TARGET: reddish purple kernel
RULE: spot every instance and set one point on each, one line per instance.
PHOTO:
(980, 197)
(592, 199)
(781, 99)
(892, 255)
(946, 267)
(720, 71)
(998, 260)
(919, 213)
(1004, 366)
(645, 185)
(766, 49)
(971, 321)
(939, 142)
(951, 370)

* * *

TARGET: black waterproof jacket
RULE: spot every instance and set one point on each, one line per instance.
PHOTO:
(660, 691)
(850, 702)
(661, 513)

-- Task to carry out --
How many lines of the data contain the string "TARGET", matching case exactly? Reply with the number alone.

-- Task output --
2